## begin SUPPLIED INFORMATION

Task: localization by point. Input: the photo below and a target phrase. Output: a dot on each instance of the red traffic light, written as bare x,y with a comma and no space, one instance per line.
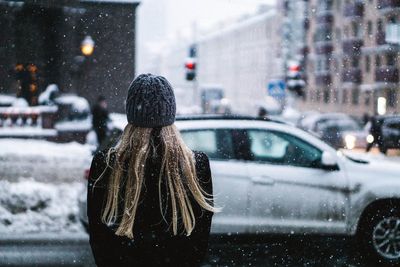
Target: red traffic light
190,65
294,68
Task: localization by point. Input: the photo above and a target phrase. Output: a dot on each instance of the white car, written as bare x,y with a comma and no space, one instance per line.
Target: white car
273,178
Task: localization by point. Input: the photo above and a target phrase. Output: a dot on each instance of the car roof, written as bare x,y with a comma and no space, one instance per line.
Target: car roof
198,117
243,123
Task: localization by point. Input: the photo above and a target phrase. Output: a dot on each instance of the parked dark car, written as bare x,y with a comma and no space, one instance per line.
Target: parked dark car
390,132
337,129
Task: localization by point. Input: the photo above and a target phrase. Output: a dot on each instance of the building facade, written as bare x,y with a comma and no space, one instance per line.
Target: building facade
351,66
242,58
48,34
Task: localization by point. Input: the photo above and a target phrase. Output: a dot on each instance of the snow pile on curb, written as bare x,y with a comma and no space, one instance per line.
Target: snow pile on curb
43,160
29,206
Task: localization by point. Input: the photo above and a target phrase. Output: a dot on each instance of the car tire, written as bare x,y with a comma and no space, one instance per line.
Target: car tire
377,232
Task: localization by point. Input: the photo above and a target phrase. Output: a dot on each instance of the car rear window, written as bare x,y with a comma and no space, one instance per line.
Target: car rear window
216,143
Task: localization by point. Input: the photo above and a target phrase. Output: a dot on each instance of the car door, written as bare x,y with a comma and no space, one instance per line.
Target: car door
230,179
391,133
290,193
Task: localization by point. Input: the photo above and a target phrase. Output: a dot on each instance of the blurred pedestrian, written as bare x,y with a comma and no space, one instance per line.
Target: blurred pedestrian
100,118
376,132
157,193
366,118
262,113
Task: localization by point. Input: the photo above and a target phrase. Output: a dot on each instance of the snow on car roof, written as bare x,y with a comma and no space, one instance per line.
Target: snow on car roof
80,104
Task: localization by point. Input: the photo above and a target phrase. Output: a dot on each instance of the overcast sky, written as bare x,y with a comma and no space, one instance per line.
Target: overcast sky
163,20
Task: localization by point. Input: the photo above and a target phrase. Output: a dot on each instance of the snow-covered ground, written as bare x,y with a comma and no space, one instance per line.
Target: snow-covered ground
42,160
28,206
40,182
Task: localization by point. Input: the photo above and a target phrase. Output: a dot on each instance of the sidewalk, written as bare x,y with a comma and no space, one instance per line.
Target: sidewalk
45,250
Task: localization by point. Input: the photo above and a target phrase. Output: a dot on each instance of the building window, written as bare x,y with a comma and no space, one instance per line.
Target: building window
355,94
367,100
326,95
355,62
318,96
356,29
344,96
379,26
391,60
392,20
336,96
391,97
338,5
377,61
369,28
338,35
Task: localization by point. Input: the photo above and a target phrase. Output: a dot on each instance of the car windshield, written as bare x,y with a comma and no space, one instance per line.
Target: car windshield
200,133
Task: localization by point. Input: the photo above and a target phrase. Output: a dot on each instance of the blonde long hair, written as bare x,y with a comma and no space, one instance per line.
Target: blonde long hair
177,171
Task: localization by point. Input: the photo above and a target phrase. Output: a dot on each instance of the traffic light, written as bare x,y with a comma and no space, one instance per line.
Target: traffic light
294,79
190,68
26,77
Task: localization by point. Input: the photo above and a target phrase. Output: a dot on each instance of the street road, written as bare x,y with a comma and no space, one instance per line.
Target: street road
74,250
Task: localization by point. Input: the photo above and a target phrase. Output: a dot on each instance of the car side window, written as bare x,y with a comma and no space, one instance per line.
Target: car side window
216,143
282,149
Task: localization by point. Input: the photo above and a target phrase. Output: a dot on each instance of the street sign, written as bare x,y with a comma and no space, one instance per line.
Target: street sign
276,89
392,35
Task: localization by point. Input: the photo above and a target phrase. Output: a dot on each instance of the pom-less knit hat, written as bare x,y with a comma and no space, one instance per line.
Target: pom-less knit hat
150,102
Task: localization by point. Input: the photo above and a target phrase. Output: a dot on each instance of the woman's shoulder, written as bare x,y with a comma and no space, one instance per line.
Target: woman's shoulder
100,163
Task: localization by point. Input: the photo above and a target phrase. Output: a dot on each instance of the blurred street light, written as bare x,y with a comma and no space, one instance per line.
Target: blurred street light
87,46
381,106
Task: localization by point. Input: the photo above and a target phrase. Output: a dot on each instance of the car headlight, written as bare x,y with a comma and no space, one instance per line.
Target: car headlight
350,141
370,138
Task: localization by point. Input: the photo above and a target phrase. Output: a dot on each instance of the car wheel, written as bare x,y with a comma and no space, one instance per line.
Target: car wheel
383,149
379,237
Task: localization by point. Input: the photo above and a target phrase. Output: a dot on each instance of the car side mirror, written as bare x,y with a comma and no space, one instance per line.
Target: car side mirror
328,161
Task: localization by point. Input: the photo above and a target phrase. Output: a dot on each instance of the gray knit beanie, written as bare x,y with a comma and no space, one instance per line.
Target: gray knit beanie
150,102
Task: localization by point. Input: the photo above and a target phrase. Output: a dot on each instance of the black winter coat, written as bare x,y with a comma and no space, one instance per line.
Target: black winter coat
153,243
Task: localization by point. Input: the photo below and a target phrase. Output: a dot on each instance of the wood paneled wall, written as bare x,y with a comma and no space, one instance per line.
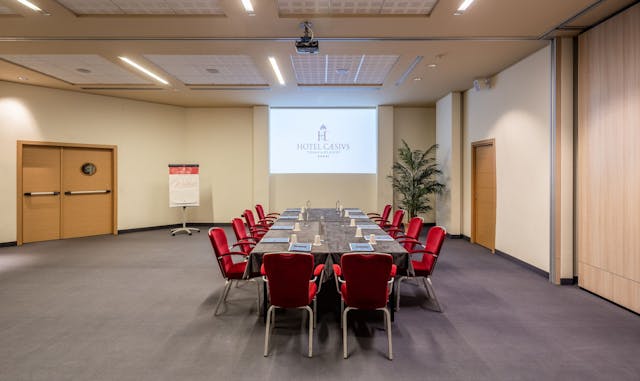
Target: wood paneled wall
608,182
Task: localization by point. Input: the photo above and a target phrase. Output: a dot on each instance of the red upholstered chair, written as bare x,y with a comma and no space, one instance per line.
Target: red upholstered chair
366,282
395,226
288,278
245,241
256,230
409,239
267,219
382,218
425,267
230,271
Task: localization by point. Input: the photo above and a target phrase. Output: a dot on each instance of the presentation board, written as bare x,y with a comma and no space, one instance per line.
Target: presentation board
335,140
184,185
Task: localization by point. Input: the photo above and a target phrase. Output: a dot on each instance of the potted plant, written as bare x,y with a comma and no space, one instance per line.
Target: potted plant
415,178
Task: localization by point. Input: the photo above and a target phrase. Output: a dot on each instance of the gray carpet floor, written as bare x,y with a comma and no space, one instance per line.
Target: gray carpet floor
140,306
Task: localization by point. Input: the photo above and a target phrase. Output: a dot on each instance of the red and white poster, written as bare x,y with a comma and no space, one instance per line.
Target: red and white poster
184,185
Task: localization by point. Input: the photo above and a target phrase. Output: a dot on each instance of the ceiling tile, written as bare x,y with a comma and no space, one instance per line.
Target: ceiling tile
144,7
356,7
210,69
77,68
342,69
6,10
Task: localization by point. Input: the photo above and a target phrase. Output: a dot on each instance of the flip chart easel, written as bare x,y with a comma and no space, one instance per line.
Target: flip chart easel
184,191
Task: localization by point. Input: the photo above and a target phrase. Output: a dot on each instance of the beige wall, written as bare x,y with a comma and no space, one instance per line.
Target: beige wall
221,141
145,133
516,113
230,144
417,126
449,157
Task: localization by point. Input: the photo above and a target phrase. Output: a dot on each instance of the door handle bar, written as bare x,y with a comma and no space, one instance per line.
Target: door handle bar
41,193
69,193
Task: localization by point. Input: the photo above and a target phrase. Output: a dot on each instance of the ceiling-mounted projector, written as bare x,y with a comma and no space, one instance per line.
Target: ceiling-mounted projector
306,44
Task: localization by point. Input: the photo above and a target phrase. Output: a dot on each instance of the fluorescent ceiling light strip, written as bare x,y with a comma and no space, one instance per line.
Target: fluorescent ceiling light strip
144,70
247,6
276,70
30,5
465,4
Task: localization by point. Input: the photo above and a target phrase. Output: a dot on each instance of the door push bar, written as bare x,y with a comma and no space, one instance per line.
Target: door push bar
68,193
41,193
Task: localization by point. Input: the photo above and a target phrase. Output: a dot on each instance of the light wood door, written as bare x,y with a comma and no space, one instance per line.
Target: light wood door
484,194
87,201
40,193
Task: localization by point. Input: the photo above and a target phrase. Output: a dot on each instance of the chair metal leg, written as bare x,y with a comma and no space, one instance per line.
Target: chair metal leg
387,321
400,279
223,297
311,325
315,312
344,331
267,331
432,293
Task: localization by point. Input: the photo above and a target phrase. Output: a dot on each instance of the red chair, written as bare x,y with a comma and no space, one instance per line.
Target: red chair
383,218
266,218
425,267
288,278
230,271
257,231
246,242
366,283
395,226
409,239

## end SUPPLIED INFORMATION

- [PROBLEM DESCRIPTION]
Reproduce only the lines from the line containing "of the fluorescent" to the last line of the material above, both of those lines included.

- [EXERCISE RESPONSE]
Task: localization by point. Input: the photo above and a target phrase. Output: a dot on each instance of the fluorescent ceiling light strip, written as bare x,y with a comma and no space, one instance per line.
Target: fluorescent ceiling light strip
144,70
247,6
276,70
30,5
465,4
Task: localization by point. Input: the photo above and a target phrase. Output: a dot on each instance of the door push bar, written as bare x,y with a comma and no space, one instance per line.
Target: door push bar
68,193
41,193
Task: localization by point. Input: the photo above and a target phrase. Output: a dot on each instance of the light wood door, written as bare x,y with a comma and no space, one instance per line.
Target: light wood door
484,194
87,201
40,193
Task: localization by point. Input: the photo above and a target phrase. Output: a dot on each instance of the chair metal leg, written as bare x,y with a comma and no space, one instance per line.
Target: chair metal leg
387,321
400,279
223,297
311,325
315,312
344,331
267,331
432,293
Task: localization by point. Input: the photo above and a target phrase. Output: a dot on each instance of the red chair, written as bare x,y with a comma and no space, one instance per line.
Target: red chair
383,218
266,218
425,267
288,278
230,271
257,231
246,242
366,283
395,226
409,239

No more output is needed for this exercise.